» **Brano di testo**:

%%

Con il loro sesto lavoro in studio intitolato Eat My Skin, ancora una volta i 2Hurt sono riusciti a tirar fuori un album di grande rock italiano, anche se profondamente intriso di umori americani. L’ennesimo disco suonato con passione, sangue e sudore da un gruppo di grande spessore e talento che, forse, fa uscire l’album della completa maturità. Il gruppo in questo nuovo lavoro suona in scioltezza, i cinque sono una formazione collaudata e stabile da 6 anni ormai, e il piacere che provano a stare insieme e suonare in rilassatezza senza tensioni è avvertibile. “Can’t Tell A Man” si lega a doppio filo con l’album precedente On Bended Knee, un treno in corsa dove ancora una volta sono gli intrecci del violino con gli strumenti “classici” del rock a creare il marchio di fabbrica che rende il sound dei 2Hurt perfettamente riconoscibile. Il disco è in perfetto equilibrio tra scosse elettriche e ispirate ballate, dimostrando che si può essere anche derivativi, ma alla fine è la scrittura fa la differenza, e quella della band romana rimane sempre ispirata.
Gli Unwound sono stati dei veri e propri giganti dell’hardcore americano degli anni ’90. I riff granitici e le soluzioni ricche di spasmi e di lacerante elettricità li hanno resi tra le migliori band del genere e non solo. Justin Trosper, voce e chitarra, Vern Rumsey, basso, e Sarah Lund, batteria già con il precedente Fake Train avevano gettato le basi per una carriera sfolgorante, trovando la piena maturità con il successivo New Plastic Ideas (1994) che ne cesella le capacità compositive e l’incredibile capacità di scrittura che rimarrà incredibilmente alta qualitativamente fino alla fine della loro parabola artistica. L’album si snoda tra grandi scariche nevrotiche e splendide soluzioni armoniche, come in questa “Usual Dosage”. Recentemente l’etichetta specializzata in preziosi recuperi Numero Group ha raccolto gli album (mai ristampati e di non troppo facile reperibilità) della band in quattro imperdibili cofanetti, ristampandone anche Fake Train e pubblicando un live inedito che ne racchiude l’incredibile energia on stage.
Ci sono tre americani ed un australiano che si trasferiscono e mettono su una band a Montreal, in Canada. Non è una barzelletta, ma la vera storia degli Ought, che tanto piacevolmente ci avevano già colpito con il loro esordio More Than Any Other Day che già mostrava un suono maturo, a tratti nevrotico, urgente, con la chitarra e la voce del leader Tim Beeler Darcy a proporsi come erede naturale di Tom Verlaine. Il secondo Sun Coming Down, che è uscito nel 2015 sempre per la straordinaria etichetta canadese Constellation, non delude le attese proponendo sempre il loro sound dissonante ma armonico allo stesso tempo, un post punk nervoso alla Feelies che riesce anche a superare il già ottimo debutto. Se vogliamo trovare un difetto alla band, possiamo dire che in un insieme eccelso mancano le canzoni davvero memorabili, ma la “Men For Miles” inserita in scaletta mostra un gruppo in gran forma e sicuro delle proprie potenzialità. Li aspettiamo per il “difficile” terzo album.

%%

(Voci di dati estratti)
%%

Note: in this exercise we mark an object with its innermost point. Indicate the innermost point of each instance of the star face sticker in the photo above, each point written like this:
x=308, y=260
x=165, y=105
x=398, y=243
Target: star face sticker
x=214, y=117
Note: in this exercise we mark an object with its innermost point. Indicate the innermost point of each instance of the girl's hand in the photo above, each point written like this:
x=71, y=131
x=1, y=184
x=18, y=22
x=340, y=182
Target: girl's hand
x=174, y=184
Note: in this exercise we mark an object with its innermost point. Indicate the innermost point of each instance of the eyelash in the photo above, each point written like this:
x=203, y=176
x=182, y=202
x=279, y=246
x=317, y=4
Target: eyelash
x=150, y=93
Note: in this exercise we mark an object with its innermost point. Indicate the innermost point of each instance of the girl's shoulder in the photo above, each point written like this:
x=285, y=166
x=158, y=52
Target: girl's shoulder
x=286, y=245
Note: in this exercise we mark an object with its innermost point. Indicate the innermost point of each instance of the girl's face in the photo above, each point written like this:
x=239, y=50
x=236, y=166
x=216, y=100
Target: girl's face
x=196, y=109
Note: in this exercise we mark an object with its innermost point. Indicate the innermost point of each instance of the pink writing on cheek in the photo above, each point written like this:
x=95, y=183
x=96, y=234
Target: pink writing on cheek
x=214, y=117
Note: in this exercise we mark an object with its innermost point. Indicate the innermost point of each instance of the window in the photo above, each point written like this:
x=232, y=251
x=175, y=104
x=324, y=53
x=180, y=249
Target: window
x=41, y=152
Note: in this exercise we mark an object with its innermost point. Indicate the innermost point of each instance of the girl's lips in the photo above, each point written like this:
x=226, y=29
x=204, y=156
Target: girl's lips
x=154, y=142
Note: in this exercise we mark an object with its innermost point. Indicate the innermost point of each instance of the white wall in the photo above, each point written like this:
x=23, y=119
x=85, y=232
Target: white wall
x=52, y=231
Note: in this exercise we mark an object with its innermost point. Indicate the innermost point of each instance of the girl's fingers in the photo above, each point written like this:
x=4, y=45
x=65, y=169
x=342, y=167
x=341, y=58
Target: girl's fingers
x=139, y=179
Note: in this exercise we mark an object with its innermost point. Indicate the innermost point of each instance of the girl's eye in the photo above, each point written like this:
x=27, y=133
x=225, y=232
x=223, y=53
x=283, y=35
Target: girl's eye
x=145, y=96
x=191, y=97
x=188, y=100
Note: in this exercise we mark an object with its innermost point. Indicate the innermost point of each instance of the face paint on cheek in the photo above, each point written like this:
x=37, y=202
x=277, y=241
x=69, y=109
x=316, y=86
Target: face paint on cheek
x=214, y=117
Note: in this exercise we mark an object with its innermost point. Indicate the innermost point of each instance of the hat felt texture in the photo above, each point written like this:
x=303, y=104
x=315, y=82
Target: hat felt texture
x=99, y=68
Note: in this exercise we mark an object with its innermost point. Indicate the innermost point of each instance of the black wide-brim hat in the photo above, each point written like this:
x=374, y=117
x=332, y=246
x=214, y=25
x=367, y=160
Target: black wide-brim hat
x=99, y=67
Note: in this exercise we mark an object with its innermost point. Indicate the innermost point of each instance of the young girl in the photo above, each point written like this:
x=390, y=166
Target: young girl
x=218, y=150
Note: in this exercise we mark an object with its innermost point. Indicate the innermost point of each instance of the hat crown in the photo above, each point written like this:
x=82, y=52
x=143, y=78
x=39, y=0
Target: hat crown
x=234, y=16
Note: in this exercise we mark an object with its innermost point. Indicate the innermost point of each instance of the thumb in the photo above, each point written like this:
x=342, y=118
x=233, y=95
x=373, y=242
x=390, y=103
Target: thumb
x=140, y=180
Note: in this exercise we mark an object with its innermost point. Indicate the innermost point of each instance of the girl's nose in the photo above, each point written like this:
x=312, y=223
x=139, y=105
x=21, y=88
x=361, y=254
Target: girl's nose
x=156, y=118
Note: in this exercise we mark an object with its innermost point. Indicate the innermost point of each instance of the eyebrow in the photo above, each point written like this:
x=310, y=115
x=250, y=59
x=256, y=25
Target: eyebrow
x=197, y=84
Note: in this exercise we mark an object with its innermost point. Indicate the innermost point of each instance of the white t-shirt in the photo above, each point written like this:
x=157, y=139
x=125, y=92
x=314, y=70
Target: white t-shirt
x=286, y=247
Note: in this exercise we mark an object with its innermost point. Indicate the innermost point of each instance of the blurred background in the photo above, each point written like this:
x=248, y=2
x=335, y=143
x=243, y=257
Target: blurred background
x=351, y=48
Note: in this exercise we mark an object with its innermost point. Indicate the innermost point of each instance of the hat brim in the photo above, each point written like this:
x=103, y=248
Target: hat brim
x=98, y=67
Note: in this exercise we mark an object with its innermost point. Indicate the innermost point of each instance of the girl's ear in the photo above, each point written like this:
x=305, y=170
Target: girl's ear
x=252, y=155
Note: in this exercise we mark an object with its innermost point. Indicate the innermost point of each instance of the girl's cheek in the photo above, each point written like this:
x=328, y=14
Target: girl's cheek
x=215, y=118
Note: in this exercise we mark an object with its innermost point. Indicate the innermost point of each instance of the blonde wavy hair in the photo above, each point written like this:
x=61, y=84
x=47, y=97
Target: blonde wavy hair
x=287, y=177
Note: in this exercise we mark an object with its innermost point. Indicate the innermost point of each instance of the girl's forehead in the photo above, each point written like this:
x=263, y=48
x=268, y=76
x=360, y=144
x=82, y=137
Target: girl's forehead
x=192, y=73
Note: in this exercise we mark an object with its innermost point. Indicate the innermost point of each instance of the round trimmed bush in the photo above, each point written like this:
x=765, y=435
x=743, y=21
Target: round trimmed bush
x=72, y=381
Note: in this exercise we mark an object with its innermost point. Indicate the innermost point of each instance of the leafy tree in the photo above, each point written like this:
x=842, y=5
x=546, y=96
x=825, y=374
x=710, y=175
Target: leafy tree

%%

» **Esercizio breve A**:
Rispondi alle seguenti domande sulle recensioni:
(i) Da quanti anni la formazione dei 2Hurt è stabile?
(ii) In quale anno è uscito New Plastic Ideas degli Unwound?
(iii) In quale città si sono trasferiti i membri degli Ought per formare la band?
» **Esercizio breve B**: Elenca tutti i titoli di album citati nelle recensioni.

» **Risposta attesa A**:
(i) Da 6 anni.
(ii) Nel 1994.
(iii) A Montreal, in Canada.

» **Risposta attesa B**:
Eat My Skin
On Bended Knee
Fake Train
New Plastic Ideas
More Than Any Other Day
Sun Coming Down